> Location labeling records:
--------

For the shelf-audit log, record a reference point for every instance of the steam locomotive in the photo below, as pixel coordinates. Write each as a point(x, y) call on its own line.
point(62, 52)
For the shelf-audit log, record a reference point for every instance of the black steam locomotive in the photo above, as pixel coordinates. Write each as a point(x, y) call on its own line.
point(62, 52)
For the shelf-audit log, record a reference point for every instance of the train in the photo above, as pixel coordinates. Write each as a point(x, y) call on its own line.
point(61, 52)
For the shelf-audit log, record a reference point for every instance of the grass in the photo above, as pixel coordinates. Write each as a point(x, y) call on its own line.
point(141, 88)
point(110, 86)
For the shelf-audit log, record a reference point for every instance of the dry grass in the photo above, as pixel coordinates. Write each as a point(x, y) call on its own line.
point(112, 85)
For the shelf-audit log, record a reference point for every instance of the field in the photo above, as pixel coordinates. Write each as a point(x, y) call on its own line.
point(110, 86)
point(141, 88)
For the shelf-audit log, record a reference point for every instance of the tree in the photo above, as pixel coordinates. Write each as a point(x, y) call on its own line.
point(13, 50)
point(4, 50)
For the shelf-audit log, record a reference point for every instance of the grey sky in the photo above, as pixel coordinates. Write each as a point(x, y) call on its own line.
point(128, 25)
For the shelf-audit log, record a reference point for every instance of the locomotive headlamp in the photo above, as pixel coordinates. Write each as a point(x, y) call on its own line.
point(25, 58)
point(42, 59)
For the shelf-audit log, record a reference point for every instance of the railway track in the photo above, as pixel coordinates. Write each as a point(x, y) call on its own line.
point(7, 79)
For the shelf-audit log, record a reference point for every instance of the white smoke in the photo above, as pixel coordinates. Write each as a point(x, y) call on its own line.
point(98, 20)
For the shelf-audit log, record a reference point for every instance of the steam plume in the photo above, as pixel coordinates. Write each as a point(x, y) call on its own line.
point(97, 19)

--------

Reproduce each entry from the records above, character for character.

> RESULT OF THIS EXERCISE:
For the shelf-audit log, record a reference point for every instance of the steam locomotive in the photo below, as pixel coordinates. Write each as a point(x, y) call on its own line.
point(62, 52)
For the shelf-audit log, record a reference point for every instance of the black steam locomotive in the photo above, as pixel coordinates. Write each as a point(x, y) call on its own line.
point(62, 52)
For the shelf-audit log, record a reference point for every instance of the train in the photo above, as pixel coordinates. Write each as a point(x, y) call on its own line.
point(61, 52)
For the shelf-audit log, record a reference point for every instance of the grass in the photo above, as pixel coordinates. Write each as a point(x, y) call on its own line.
point(141, 88)
point(110, 86)
For the shelf-audit log, record a reference point for every instance of the dry grass in the photo above, as pixel coordinates. Write each as a point(x, y) call on its own line.
point(112, 85)
For the shelf-audit log, record a reference point for every instance of the field in the photo above, as pixel coordinates. Write each as a point(x, y) call on its own line.
point(110, 86)
point(141, 88)
For the shelf-audit log, record a reference point for every instance of the tree in the photo above, as pixel coordinates. Write each as a point(x, y) call on its own line.
point(13, 50)
point(4, 50)
For the shelf-audit log, record a reference point for every instance of the grey sky in the photo above, as pixel coordinates. Write each as a point(x, y) call on its own line.
point(128, 25)
For the shelf-audit log, record a reference point for every instance of the locomotive headlamp in the photo above, as pixel coordinates. Write each as a point(x, y) call on its own line.
point(25, 58)
point(42, 59)
For the shelf-audit log, record a reference point for every instance of the railway track in the photo above, as pixel coordinates. Write each as a point(x, y) call on its own line.
point(7, 79)
For the shelf-audit log, record a reference point for every instance of the white smoke in the photo above, as pixel coordinates. Write each as a point(x, y) call on its own line.
point(98, 20)
For the shelf-audit log, record a reference point for every instance of the steam plume in the photo above, as pixel coordinates. Write each as a point(x, y) call on its own line.
point(97, 19)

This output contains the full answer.